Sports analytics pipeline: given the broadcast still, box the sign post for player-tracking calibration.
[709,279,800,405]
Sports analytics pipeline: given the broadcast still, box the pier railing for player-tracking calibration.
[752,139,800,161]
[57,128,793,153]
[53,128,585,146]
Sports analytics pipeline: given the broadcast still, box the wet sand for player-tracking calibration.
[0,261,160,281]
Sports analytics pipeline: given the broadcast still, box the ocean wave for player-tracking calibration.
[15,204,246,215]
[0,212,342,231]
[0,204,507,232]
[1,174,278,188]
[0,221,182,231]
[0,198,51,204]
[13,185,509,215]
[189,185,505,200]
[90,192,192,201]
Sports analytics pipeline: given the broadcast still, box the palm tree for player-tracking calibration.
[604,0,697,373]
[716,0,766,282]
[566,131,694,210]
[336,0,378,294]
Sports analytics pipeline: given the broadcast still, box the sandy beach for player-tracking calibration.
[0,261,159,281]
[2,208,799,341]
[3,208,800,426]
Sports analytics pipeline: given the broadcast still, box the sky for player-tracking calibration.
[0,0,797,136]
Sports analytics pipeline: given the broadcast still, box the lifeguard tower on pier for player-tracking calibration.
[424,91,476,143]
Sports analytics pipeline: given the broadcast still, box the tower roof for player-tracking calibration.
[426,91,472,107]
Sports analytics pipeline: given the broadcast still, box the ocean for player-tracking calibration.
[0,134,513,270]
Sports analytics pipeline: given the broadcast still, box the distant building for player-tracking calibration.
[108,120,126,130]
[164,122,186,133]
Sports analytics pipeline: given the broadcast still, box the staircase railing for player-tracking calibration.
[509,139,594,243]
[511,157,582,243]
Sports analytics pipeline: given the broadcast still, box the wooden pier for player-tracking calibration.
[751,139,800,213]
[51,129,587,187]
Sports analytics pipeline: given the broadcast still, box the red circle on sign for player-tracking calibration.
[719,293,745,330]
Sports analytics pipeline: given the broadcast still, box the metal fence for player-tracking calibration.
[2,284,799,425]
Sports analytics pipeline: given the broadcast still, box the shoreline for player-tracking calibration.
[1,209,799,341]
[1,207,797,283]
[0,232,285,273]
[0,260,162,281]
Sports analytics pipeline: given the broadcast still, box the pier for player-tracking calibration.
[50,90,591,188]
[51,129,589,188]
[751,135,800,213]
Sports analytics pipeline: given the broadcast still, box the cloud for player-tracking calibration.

** TASK TO COMPLETE **
Reply with the complete data above, every character as it stands.

** SOLUTION TO THIS EXERCISE **
Sports analytics pipeline: given the broadcast still, box the sign post for player-tracking calibration.
[709,279,800,405]
Sports analytics pipeline: given the broadcast still, box the pier railing for player-tracking calibration.
[752,139,800,161]
[57,128,793,153]
[53,128,585,146]
Sports analytics pipeline: given the broadcast still, box the wet sand for player-tracking calibration.
[0,261,160,281]
Sports analytics pipeline: given the broadcast still, box the ocean wave for player-tracking calibration.
[15,204,246,215]
[0,212,342,231]
[0,204,507,232]
[1,174,278,188]
[0,221,182,231]
[0,198,51,204]
[13,185,509,215]
[189,185,505,200]
[90,192,192,201]
Sports analytics pipeline: given the broadcast still, box the palm tree for player-tracking calibration.
[604,0,697,373]
[716,0,766,282]
[566,131,694,210]
[336,0,378,294]
Sports analytics pipeline: given the broadcast still, box the sandy beach for player-tracking calibration.
[0,261,159,281]
[2,208,799,341]
[3,208,800,426]
Sports analytics pipeline: given the broadcast still, box the sky for player-tracking calibration.
[0,0,797,136]
Sports analytics pipeline: given the broadcast still, box the lifeguard tower on pier for player-tracking calibration.
[424,91,476,143]
Sports analytics pipeline: given the broadcast still, box the tower roof for player-tracking calibration.
[426,91,472,107]
Sports analytics pipeline: given the broadcast still, box the ocean for player-tracking calibration.
[0,134,513,270]
Sports analytics pipeline: given the broadcast still, box the distant building for player-tracking calibration.
[108,120,126,130]
[164,122,186,133]
Sports analytics pipeline: given the broadcast still, box the staircase railing for player-tracking calibration.
[509,139,594,243]
[511,157,582,243]
Sports analytics pipeline: given the broadcast still, box the wooden pier for player-tracking calibration.
[751,139,800,213]
[51,129,587,187]
Sports analytics pipeline: given the broadcast still, box the red circle on sign for player-tracking calibration.
[719,293,745,330]
Sports analytics pipeline: given the broadcast still, box the metal fence for player-tracking calibration.
[2,284,799,425]
Sports analytics pipeline: given the broadcast still, box the shoreline for player-tracking calibration.
[1,209,799,341]
[1,207,797,283]
[0,232,285,273]
[0,260,162,281]
Sports analytics pipeline: given the broadcast still, box the pier for player-tracking calibration.
[50,90,591,188]
[51,129,589,188]
[751,135,800,213]
Sports analytics pipeline: given the broadcast still, box the cloud for player-tracking calibration.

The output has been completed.